Mencius used his example to argue that human nature is fundamentally good – or at least capable of good. From that premise, he suggests that we are all born with four cardinal virtues (or seeds, 端), as inherent to us as our limbs: benevolence, dutifulness, observance of the rites and wisdom (仁, 義, 禮 and 智 respectively).

I wonder if, rather than a continued insistence on the five demands on one side, and petulant intransigence on the other, Mencius’s insight can chart a course out of our morass.

I am not going to digress into the exact meaning and sense of the original: just as the last native speaker of Ancient Greek died with the fall of Constantinople in 1453, the last native speaker of Classical Chinese died with the fall of the Ching Dynasty in 1912– and they were a rare enough breed then and for the better part of the preceding millennia. Rather, I’ll take the terms in their ordinary, everyday sense, and see where they lead us.

━━━━━━━━━━━━━━━━━━━━━━━━━━━━━━

**What to do:**
A - Write out the part of the passage on Mencius that starts with "I am not going" and goes on through "they lead us.", word for word.
B - Go on with the passage on Mencius and human nature from the point where it stops.

**Extracted information:**
━━━━━━━━━━━━━━━━━━━━━━━━━━━━━━

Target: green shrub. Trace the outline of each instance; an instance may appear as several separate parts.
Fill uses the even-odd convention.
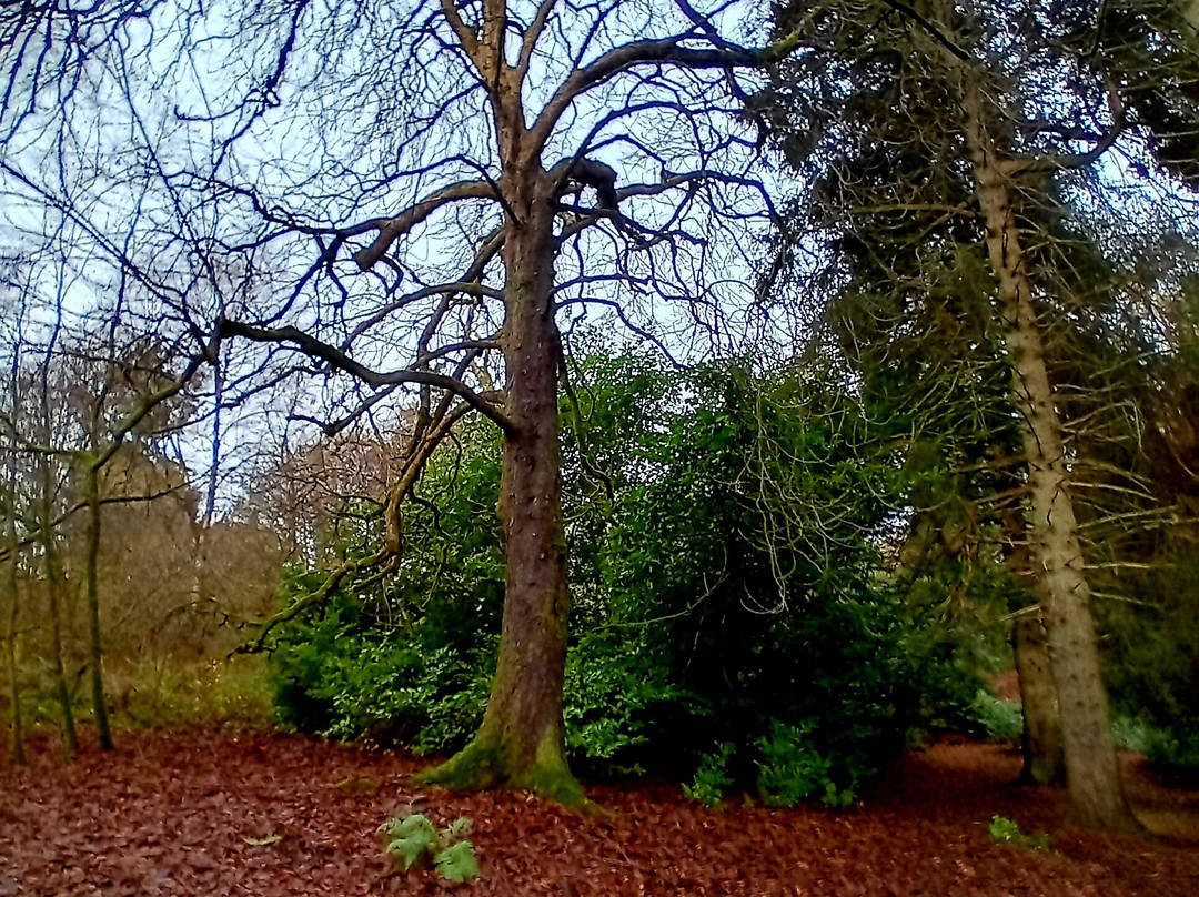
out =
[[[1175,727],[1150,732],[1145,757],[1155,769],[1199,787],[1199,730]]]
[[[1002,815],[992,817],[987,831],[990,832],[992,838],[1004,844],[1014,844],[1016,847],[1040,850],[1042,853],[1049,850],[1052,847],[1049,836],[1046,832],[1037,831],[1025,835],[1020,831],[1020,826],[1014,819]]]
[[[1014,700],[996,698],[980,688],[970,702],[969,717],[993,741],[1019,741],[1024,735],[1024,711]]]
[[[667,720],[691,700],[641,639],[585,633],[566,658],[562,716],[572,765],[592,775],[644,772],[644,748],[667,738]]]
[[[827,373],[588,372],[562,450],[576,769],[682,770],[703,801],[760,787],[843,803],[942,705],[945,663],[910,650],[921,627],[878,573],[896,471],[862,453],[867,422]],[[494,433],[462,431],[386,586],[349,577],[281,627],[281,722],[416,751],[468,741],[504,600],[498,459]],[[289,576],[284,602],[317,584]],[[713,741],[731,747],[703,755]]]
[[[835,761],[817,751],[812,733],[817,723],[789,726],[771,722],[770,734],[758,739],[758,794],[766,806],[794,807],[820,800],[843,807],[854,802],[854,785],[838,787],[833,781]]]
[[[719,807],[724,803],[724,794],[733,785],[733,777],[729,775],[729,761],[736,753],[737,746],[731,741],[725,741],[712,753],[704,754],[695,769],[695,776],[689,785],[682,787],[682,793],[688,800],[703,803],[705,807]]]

━━━━━━━━━━━━━━━━━━━━━━━━━━━━━━

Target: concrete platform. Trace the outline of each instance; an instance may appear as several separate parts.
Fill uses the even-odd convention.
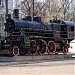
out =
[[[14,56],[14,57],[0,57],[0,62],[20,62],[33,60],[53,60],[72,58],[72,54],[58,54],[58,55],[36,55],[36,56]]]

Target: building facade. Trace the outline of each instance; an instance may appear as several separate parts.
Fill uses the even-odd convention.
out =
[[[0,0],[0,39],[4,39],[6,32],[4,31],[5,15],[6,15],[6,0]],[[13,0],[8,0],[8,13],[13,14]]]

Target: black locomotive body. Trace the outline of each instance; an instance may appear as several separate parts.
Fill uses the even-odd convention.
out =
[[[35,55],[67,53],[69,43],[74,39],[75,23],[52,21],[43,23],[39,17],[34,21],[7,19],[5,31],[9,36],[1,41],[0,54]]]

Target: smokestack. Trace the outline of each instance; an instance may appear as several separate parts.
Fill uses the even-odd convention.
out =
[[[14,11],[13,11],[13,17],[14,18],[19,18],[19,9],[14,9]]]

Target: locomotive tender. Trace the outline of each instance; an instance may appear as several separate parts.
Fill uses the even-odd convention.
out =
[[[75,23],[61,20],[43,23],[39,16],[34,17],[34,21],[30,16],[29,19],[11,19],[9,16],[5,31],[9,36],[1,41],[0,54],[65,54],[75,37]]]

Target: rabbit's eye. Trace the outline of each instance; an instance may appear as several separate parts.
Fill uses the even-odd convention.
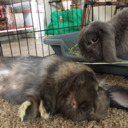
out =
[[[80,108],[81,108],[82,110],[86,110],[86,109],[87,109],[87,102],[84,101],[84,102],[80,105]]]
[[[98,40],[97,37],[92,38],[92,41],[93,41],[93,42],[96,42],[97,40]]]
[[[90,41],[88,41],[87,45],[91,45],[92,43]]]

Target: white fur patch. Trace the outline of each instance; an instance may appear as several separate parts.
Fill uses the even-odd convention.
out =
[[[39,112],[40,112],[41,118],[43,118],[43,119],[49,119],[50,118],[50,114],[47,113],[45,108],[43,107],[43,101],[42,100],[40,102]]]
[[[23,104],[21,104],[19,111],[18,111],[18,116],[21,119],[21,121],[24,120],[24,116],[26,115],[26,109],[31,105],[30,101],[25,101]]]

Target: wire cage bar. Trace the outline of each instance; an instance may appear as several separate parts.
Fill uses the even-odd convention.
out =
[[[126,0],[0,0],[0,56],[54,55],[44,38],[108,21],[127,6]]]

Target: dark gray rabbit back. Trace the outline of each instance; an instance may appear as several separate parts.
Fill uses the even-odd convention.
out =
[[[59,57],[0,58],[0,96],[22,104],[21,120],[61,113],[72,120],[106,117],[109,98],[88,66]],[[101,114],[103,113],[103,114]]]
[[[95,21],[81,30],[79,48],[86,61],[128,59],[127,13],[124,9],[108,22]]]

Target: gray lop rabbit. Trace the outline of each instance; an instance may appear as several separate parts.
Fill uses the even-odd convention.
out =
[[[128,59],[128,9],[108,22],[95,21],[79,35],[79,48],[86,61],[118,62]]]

━━━━━━━━━━━━━━━━━━━━━━━━━━━━━━

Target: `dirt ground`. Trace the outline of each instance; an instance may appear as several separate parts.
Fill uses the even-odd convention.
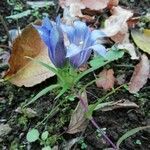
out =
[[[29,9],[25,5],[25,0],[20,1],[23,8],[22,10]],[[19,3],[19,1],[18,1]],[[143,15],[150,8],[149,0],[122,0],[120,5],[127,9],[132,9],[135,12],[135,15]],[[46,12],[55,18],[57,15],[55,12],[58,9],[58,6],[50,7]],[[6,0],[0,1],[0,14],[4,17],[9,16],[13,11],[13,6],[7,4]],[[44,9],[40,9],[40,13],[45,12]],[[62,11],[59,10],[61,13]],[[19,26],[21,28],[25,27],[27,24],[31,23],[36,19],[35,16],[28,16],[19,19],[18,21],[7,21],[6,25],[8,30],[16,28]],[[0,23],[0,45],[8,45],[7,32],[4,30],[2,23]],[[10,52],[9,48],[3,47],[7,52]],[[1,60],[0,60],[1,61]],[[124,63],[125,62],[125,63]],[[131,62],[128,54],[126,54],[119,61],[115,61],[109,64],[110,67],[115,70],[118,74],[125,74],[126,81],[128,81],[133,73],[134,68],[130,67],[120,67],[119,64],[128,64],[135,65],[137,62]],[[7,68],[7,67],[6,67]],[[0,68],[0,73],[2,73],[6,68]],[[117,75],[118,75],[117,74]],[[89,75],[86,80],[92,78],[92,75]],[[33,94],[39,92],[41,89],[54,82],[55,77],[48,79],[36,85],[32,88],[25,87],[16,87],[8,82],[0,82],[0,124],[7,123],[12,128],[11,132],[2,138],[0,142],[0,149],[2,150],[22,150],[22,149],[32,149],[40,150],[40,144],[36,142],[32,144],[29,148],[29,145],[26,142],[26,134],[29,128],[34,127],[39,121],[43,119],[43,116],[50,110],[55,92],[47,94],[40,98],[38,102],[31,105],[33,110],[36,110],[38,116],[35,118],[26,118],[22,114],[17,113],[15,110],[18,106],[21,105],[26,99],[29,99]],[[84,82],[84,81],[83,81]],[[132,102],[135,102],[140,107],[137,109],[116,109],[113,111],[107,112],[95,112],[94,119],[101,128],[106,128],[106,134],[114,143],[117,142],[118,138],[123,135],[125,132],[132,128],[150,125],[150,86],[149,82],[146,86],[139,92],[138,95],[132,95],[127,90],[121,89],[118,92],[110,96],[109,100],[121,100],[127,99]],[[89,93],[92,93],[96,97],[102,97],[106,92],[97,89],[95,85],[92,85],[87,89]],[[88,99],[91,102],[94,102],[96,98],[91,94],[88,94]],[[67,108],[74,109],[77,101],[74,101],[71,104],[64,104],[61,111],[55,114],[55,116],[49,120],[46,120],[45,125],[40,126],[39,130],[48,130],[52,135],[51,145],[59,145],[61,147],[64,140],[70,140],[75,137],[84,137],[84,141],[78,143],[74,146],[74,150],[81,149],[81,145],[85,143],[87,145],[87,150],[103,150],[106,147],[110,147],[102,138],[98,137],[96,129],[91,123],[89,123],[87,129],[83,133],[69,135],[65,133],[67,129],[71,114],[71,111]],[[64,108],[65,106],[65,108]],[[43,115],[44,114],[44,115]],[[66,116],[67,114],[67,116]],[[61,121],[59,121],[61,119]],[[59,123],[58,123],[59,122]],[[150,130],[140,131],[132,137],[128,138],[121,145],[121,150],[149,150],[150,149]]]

━━━━━━━━━━━━━━━━━━━━━━━━━━━━━━

**Results for each task:**
A -
I am not going to digress into the exact meaning and sense of the original: just as the last native speaker of Ancient Greek died with the fall of Constantinople in 1453, the last native speaker of Classical Chinese died with the fall of the Ching Dynasty in 1912– and they were a rare enough breed then and for the better part of the preceding millennia. Rather, I’ll take the terms in their ordinary, everyday sense, and see where they lead us.

B -
First, benevolence. The CCP and the Hong Kong Government both regard themselves as benevolent entities, framing benevolence almost entirely in economic terms. The five demands are notably absent of economics: benevolence is framed by the protestors in terms of rights. There seems little to bridge this abyss.

Dutifulness likewise hits a wall of disagreement: Duty to what? In the case of the CCP and HKG, duty is first and foremost the patriotic duty to the greater re-unified China. To many of Hong Kong’s global, cosmopolitan urbanites, duty is a more nuanced concept: in a quotidian sense, duty to one’s own family, one’s own immediate civic society; in an abstract sense, to concepts such as the rule of law, the separation of powers and – yes – to one’s nation.

The contradiction here is not so much the list of those to whom duty is owed, as the order: one is the diametric opposite of the other.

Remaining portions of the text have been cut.